# START OF Record list
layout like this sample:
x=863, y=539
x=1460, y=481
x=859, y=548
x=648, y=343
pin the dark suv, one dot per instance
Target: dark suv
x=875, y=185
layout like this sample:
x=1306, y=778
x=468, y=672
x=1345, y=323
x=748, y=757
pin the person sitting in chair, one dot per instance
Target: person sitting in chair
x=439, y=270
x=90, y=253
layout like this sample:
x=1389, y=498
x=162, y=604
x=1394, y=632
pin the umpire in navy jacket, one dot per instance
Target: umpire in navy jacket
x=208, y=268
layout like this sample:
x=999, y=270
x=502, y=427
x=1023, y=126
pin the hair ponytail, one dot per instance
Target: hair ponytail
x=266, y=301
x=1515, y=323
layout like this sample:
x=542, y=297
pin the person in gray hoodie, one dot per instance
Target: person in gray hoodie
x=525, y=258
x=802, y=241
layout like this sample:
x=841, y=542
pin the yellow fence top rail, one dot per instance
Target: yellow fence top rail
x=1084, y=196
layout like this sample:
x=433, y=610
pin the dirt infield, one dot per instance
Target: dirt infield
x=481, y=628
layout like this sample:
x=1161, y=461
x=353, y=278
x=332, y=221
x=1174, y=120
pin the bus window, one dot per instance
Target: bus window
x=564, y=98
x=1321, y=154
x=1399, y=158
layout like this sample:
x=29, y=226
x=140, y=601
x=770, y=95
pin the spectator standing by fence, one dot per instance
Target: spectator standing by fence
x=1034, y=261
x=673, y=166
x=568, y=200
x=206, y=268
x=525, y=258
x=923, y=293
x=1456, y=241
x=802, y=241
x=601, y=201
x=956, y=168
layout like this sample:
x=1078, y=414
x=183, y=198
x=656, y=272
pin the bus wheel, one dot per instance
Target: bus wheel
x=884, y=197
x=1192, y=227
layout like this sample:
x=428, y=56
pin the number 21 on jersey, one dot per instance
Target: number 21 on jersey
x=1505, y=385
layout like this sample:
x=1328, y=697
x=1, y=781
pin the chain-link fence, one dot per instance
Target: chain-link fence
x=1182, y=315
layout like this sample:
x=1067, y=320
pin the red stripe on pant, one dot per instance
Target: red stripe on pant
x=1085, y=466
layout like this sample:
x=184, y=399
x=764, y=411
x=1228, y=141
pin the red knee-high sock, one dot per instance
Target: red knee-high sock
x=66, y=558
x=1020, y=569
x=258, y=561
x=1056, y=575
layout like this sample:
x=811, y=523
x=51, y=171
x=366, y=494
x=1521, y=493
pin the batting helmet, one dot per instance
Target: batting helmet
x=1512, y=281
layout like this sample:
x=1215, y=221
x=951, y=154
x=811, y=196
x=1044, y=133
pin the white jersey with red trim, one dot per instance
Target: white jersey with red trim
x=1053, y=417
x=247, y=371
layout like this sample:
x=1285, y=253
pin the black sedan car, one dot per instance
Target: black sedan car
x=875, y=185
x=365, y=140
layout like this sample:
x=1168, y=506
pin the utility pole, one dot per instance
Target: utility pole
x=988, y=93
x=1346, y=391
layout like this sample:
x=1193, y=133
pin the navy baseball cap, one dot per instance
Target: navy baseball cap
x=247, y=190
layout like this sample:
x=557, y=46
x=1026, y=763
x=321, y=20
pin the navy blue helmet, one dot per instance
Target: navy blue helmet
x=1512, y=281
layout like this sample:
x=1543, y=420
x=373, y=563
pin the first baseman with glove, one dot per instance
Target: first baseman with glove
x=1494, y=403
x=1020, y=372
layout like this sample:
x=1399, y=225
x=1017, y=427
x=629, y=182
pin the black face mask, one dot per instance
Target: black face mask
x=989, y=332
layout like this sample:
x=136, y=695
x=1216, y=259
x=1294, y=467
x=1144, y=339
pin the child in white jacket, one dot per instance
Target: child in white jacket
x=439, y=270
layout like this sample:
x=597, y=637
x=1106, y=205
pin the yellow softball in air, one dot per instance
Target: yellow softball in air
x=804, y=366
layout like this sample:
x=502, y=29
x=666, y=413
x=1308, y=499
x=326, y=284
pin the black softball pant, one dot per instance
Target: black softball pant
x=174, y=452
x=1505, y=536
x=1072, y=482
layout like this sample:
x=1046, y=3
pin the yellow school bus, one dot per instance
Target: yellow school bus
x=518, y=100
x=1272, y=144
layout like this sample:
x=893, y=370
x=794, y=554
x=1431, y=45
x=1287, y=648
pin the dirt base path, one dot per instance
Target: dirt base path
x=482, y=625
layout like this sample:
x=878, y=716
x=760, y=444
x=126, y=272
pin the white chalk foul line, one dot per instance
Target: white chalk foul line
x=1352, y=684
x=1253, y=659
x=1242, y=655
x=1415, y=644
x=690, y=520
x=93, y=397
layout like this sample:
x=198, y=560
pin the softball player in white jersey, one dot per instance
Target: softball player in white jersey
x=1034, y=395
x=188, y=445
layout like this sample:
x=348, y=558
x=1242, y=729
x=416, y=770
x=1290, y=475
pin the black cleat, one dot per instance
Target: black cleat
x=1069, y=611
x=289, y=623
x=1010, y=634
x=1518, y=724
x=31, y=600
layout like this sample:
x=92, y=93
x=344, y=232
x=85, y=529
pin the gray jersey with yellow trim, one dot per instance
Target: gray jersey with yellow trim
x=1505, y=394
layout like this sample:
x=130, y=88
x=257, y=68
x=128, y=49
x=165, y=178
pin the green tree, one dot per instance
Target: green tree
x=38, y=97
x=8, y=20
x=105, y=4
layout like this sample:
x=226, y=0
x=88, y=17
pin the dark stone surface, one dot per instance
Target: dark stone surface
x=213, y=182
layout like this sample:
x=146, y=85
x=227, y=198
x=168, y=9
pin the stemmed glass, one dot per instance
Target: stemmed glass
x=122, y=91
# END OF Record list
Copy out every one of the records above word for word, with nothing changed.

The answer:
layout like this sample:
x=863, y=539
x=1460, y=481
x=859, y=548
x=648, y=343
pin the dark suv, one dot per instance
Target: dark suv
x=875, y=185
layout like this sample:
x=1306, y=778
x=468, y=672
x=1345, y=323
x=748, y=757
pin the person sitting in chair, one dot per instance
Target: person sitting in chair
x=439, y=270
x=90, y=253
layout like this sample:
x=1389, y=498
x=162, y=604
x=1394, y=632
pin the umpire in navy jacket, one dot per instance
Target: umpire in navy jacket
x=208, y=268
layout like this sample:
x=999, y=270
x=502, y=427
x=1023, y=126
pin the hair ponytail, one dot per instance
Target: hair ponytail
x=266, y=301
x=1515, y=323
layout like this sample:
x=542, y=297
pin the person in gray hoodie, one dot per instance
Target: person in gray hoodie
x=525, y=258
x=802, y=241
layout like this sample:
x=841, y=542
pin the yellow fence top rail, one dot per instance
Target: yellow fence top rail
x=1084, y=196
layout like this sample:
x=433, y=610
pin the dirt infield, one dot per instance
Target: dirt infield
x=481, y=628
layout like this sample:
x=1161, y=461
x=353, y=278
x=332, y=221
x=1174, y=120
pin the bus window, one dot per instance
Target: bus window
x=564, y=98
x=1321, y=154
x=1399, y=158
layout like this sample:
x=29, y=226
x=140, y=601
x=770, y=95
pin the spectator standing by fence, one dot per instance
Target: spectator standing by fence
x=1034, y=261
x=673, y=166
x=568, y=200
x=206, y=268
x=525, y=258
x=923, y=293
x=1456, y=241
x=802, y=241
x=601, y=201
x=956, y=168
layout like this sample:
x=1078, y=414
x=183, y=198
x=656, y=272
pin the bus wheel, one dot per instance
Target: bus wheel
x=884, y=197
x=1192, y=227
layout like this sample:
x=428, y=56
pin the number 21 on jersey, one dot per instance
Target: number 21 on jersey
x=1505, y=385
layout like this sample:
x=1328, y=697
x=1, y=781
pin the chain-link fence, one dot per instance
Target: chain-link fence
x=1182, y=315
layout like this sample:
x=1067, y=320
pin the red stripe on pant, one dot per instance
Target: red stripe on pant
x=1085, y=466
layout like this sample:
x=184, y=399
x=764, y=411
x=1228, y=141
pin the red knee-high sock, one dot per instance
Target: red knee-high sock
x=66, y=558
x=1020, y=569
x=258, y=561
x=1056, y=575
layout like this sample:
x=811, y=523
x=51, y=171
x=366, y=494
x=1521, y=493
pin the batting helmet, one dot per instance
Target: batting helmet
x=1512, y=281
layout like this sample:
x=1215, y=221
x=951, y=154
x=811, y=196
x=1044, y=133
pin the white jersey with red trim, one dot per instance
Target: white jersey with red trim
x=1053, y=417
x=247, y=371
layout like this sample:
x=1285, y=253
pin the black sedan car, one dot per instance
Target: black sedan car
x=875, y=185
x=365, y=140
layout like this sample:
x=1168, y=506
pin the utility pole, one dot per instance
Target: utility pole
x=988, y=93
x=1346, y=391
layout like this sample:
x=1193, y=133
pin the navy baseball cap, one dot per instance
Target: navy baseball cap
x=247, y=190
layout like this sample:
x=557, y=46
x=1026, y=763
x=321, y=20
pin the navy blue helmet, one dot per instance
Target: navy blue helmet
x=1512, y=281
layout like this sample:
x=1543, y=420
x=373, y=563
pin the first baseman with glove, one dot per instance
Target: first baseman with glove
x=1494, y=403
x=1020, y=372
layout like this sample:
x=1399, y=225
x=1017, y=427
x=629, y=182
pin the black face mask, one dot per instance
Target: black face mask
x=989, y=332
layout like this sample:
x=136, y=695
x=1216, y=259
x=1294, y=467
x=1144, y=339
pin the child in white jacket, one dot per instance
Target: child in white jacket
x=439, y=270
layout like this sample:
x=597, y=637
x=1106, y=205
pin the yellow softball in air, one dot per instance
Target: yellow softball in air
x=804, y=366
layout like this sample:
x=502, y=29
x=666, y=413
x=1308, y=499
x=326, y=284
pin the black softball pant, one dot per instance
Target: black softball pant
x=174, y=452
x=1505, y=536
x=1072, y=482
layout like this sample:
x=1046, y=3
pin the yellow school bus, one dot per instance
Target: yellow school bus
x=518, y=100
x=1272, y=144
layout like this sample:
x=893, y=370
x=794, y=554
x=1431, y=45
x=1287, y=648
pin the dirt base path, one dot per instance
Target: dirt base path
x=482, y=625
layout like this sample:
x=878, y=716
x=760, y=444
x=126, y=272
pin the white chalk foul line, one dot per instance
Target: white chalk foul line
x=1352, y=684
x=1253, y=659
x=1242, y=655
x=1415, y=644
x=690, y=520
x=93, y=397
layout like this sample:
x=198, y=560
pin the softball player in white jersey, one dot per instance
Target: softball player in white jersey
x=1034, y=395
x=188, y=445
layout like this sample:
x=348, y=558
x=1242, y=729
x=416, y=770
x=1290, y=475
pin the black cleat, one dot per instance
Target: black cleat
x=1069, y=611
x=289, y=623
x=1010, y=634
x=1518, y=724
x=31, y=600
layout like this sample:
x=92, y=93
x=344, y=232
x=85, y=529
pin the gray jersey with yellow trim, one dot per instance
Target: gray jersey with yellow trim
x=1505, y=394
layout like this sample:
x=130, y=88
x=257, y=68
x=128, y=49
x=165, y=178
pin the green tree, one dot per instance
Target: green tree
x=38, y=97
x=8, y=20
x=105, y=4
layout like this sample:
x=226, y=0
x=88, y=17
pin the dark stone surface, one dot per instance
Target: dark stone surface
x=213, y=182
layout like this sample:
x=146, y=85
x=227, y=198
x=168, y=9
pin the stemmed glass, one dot per instance
Target: stemmed glass
x=122, y=91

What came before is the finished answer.